(Source document):
▼
Last Saturday evening the mobile tax exports bill was approved by the Chamber of Deputies. Now it will go to the Senate, and if approved there it will become law.
Each politician and political pundit in Argentina has a slightly different view of the legislative debate and its result. The Kirchnerists are publicly exhilarated, though of course we don't know what they actually believe. For the hardcore K-people, it was a show of power and a triumph of loyalty. For the less sophisticated (the usefully idiotic palaeo-leftists, the Peronist Youth, and all the scum between those extremes), it was victory against the "oligarchy". For more than a few legislators, however, it was simply well-deserved relief from the strain of being pulled in several different directions — by the de facto President Néstor Kirchner, by the farmers, by the governors of agricultural provinces, by the urban middle class threatening with more cacelorazos, by our vulture-like media.
For the ones who lost, it was either the first step towards the unification of the opposition or merely one battle in a war that won't end soon. And they got a precious victory of principles: Cristina Kirchner had to subject to the will of Congress.
Mathematically, the result was simple enough: 129 to 122. The Front for Victory had to call on all of its allies for help, and some of their own defected. If three of the Río Negro deputies hadn't been offered a tax exemption that benefits the apple and pear producers of their province, the difference would've been reduced to one vote. If a certain deputy hadn't chosen to abstain at the last moment, instead of voting for the first minority, it would've been a tie. A year ago, even six months ago, Kirchnerism could've passed any law; yesterday it could've lost by a few votes, if only certain deputies hadn't been bought beforehand. That didn't happen, so the Kirchnerists won.
▲
Collection entries
▼
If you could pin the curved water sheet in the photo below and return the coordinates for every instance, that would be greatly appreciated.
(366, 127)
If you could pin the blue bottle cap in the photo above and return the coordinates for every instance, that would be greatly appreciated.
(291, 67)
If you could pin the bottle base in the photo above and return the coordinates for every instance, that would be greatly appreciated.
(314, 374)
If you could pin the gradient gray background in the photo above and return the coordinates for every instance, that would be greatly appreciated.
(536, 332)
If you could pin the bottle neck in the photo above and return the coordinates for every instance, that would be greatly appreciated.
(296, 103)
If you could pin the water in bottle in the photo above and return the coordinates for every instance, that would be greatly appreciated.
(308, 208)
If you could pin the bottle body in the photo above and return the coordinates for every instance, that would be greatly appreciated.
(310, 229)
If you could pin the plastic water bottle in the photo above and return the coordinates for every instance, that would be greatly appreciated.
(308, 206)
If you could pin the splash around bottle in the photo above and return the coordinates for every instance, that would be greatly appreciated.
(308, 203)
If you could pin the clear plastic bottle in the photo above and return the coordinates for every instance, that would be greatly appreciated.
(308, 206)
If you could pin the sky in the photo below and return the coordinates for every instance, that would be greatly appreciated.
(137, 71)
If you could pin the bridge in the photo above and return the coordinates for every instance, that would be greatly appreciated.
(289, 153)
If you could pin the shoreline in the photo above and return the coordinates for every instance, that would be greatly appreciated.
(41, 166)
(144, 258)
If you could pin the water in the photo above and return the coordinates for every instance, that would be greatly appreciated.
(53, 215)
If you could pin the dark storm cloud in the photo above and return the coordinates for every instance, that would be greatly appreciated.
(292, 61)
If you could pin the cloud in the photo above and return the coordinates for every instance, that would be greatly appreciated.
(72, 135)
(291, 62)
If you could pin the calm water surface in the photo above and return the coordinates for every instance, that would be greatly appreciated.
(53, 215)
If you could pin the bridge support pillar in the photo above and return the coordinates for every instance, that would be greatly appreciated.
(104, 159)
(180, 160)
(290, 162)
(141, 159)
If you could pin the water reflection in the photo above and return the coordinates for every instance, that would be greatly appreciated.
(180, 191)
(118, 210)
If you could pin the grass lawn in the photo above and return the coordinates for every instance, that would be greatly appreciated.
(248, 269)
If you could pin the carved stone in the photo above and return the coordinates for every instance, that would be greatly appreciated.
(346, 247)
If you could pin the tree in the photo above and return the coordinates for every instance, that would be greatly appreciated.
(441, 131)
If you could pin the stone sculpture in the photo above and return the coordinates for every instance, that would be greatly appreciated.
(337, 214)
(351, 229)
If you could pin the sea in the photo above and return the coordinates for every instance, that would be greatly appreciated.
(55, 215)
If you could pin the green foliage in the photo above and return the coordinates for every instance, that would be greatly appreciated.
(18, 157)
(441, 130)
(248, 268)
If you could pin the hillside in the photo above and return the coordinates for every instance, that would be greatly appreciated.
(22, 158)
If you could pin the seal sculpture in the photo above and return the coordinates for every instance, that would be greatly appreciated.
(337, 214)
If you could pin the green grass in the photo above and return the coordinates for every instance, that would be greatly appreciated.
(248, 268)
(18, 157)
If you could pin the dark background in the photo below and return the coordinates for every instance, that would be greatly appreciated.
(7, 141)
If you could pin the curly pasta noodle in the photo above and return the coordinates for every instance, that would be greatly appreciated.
▲
(Your goal): According to the commentary on the mobile tax exports bill, which parties were pulling legislators in several different directions? List each one. The listing above is material separate from the commentary.

(Answer for this exercise):
- The de facto President Néstor Kirchner
- The farmers
- The governors of agricultural provinces
- The urban middle class threatening more cacelorazos
- The vulture-like media